Kamis, 16 Mei 2013

KODE KEHORMATAN HAKIM BERDASARKAN UNDANG-UNDANG NOMOR 4 TAHUN 2004 TENTANG KEKUASAAN KEHAKIMAN



BAB I
PENDAHULUAN

A.    Latar Belakang
Kekuasaan kehakiman adalah kekuasaan negara yang merdeka untuk menyelenggarakan peradilan guna menegakkan hukum dan keadilan berdasarkan Pancasila, demi terselenggaranya Negara Hukum Republik Indonesia. Pernyataan tersebut merupakan pengertian kekuasaan kehakiman yang tercantum pula dalam Pasal 1 Undang-Undang Nomor 4 Tahun 2004 tentang Kekuasaan Kehakiman.
Sebagai konsekuensi dari sistem pembagian kekuasaan yang diterapkan di negara ini, fungsi kekuasaan kehakiman atau yudikatif dipegang oleh lembaga- lembaga yang telah ditentukan oleh Undang-Undang Dasar Negara Republik Indonesia Tahun 1945 (UUD 1945). Bab IX UUD 1945 menyebutkan tiga lembaga negara yang termasuk dalam lingkup kekuasaan kehakiman, yaitu Mahkamah Agung (MA), Mahkamah Konstitusi (MK), dan Komisi Yudisial (KY). Namun, menurut Pasal 24 ayat (2), hanya MA (dan badan peradilan di bawahnya) dan MK yang merupakan penyelenggara kekuasaan kehakiman, sedangkan KY tidak memiliki kewenangan tersebut sehingga badan ini sering disebut sebagai lembaga ekstra-yudisial.

* _Data yang Diberikan_
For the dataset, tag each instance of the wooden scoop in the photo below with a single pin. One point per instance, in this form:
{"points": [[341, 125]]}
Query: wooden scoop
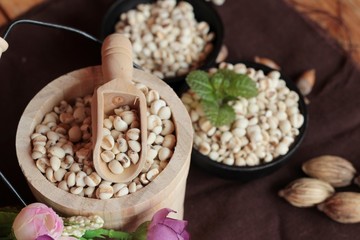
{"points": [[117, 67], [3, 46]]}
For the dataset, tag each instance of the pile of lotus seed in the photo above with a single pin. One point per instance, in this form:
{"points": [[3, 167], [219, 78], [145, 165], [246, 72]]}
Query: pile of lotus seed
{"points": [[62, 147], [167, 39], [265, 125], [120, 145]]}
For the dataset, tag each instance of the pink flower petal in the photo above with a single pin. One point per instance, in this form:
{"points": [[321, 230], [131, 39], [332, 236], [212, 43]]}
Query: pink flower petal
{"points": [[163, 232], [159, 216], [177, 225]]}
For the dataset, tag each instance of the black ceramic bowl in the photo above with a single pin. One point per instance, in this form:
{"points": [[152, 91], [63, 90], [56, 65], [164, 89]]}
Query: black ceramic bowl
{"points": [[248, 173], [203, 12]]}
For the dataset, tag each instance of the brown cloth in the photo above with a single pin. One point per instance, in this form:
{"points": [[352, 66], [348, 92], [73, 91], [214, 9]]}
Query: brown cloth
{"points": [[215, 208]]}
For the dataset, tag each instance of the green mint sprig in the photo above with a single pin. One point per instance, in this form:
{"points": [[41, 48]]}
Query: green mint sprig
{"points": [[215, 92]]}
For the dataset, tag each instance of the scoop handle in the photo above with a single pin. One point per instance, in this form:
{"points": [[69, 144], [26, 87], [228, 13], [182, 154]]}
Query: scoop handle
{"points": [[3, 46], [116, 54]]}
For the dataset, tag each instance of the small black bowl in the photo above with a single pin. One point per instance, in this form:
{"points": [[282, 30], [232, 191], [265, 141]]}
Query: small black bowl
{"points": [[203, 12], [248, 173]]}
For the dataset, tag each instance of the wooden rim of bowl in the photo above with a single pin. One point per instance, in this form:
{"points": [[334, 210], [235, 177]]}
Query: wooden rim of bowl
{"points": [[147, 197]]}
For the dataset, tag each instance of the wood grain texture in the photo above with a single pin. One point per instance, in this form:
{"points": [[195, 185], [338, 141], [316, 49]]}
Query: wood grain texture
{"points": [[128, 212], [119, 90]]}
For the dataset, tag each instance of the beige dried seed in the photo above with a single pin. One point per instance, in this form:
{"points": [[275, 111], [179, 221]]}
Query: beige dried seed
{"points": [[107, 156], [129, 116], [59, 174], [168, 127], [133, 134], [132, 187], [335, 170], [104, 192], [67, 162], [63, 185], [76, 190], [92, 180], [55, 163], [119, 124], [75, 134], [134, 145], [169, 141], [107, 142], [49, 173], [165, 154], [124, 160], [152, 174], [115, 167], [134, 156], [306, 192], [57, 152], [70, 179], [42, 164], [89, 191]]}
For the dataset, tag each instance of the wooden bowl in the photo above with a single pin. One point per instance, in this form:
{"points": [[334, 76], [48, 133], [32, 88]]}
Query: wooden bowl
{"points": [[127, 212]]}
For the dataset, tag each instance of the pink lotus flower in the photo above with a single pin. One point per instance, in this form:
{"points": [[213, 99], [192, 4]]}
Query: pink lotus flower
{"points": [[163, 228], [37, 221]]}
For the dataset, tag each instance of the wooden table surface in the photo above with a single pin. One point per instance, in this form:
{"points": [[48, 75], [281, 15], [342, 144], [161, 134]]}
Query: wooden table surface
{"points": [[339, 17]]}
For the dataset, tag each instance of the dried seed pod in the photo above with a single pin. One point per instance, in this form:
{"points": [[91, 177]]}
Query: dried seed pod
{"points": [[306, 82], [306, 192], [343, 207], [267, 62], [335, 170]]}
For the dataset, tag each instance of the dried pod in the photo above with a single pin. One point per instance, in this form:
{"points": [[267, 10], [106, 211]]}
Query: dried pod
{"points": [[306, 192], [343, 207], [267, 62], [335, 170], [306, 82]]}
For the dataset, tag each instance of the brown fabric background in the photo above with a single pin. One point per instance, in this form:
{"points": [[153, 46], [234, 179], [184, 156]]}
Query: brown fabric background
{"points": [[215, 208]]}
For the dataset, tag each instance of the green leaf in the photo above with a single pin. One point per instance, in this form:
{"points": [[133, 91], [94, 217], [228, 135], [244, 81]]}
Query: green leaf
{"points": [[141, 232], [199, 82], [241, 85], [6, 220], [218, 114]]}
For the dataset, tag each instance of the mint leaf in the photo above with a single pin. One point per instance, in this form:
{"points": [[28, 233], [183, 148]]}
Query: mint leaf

* _Petunjuk Latihan_
1. Tentukan apakah tiap pernyataan berikut sesuai dengan teks tentang kekuasaan kehakiman di atas, lalu jawab ya atau tidak beserta kutipan persis kata-kata teks yang menjadi penentunya.
(a) Bab IX UUD 1945 menyebut tiga lembaga negara yang masuk lingkup kekuasaan kehakiman.
(b) Menurut Pasal 24 ayat (2), KY termasuk penyelenggara kekuasaan kehakiman.
(c) Pengertian kekuasaan kehakiman juga dimuat dalam Pasal 1 Undang-Undang Nomor 4 Tahun 2004.
2. Teruskan teks tentang kekuasaan kehakiman mulai dari kalimat terakhirnya.

* _Jawaban per Tugas_
1.
(a) Ya: "Bab IX UUD 1945 menyebutkan tiga lembaga negara yang termasuk dalam lingkup kekuasaan kehakiman"
(b) Tidak: "sedangkan KY tidak memiliki kewenangan tersebut"
(c) Ya: "tercantum pula dalam Pasal 1 Undang-Undang Nomor 4 Tahun 2004 tentang Kekuasaan Kehakiman"

2.
Pengadilan, sebagai pelaksana kekuasaan kehakiman, adalah salah satu unsur penting dalam sebuah negara yang berdasarkan hukum (rechtsstaat). Hanya pengadilan yang memenuhi kriteria mandiri (independen), netral (tidak berpihak), dan kompeten yang dapat menjamin pemenuhan hak asasi manusia. Oleh karena itu, posisi hakim sebagai aktor utama lembaga peradilan menjadi amat vital, terlebih lagi mengingat segala kewenangan yang dimilikinya. Melalui putusannya, hakim dapat mengubah, mengalihkan, atau bahkan mencabut hak dan kebebasan warga negara, dan semua itu dilakukan dalam rangka menegakkan hukum dan keadilan. Besarnya kewenangan dan tingginya tanggung jawab hakim ditunjukkan melalui putusan pengadilan yang selalu diucapkan dengan irah-irah "Demi Keadilan Berdasarkan Ketuhanan Yang Maha Esa".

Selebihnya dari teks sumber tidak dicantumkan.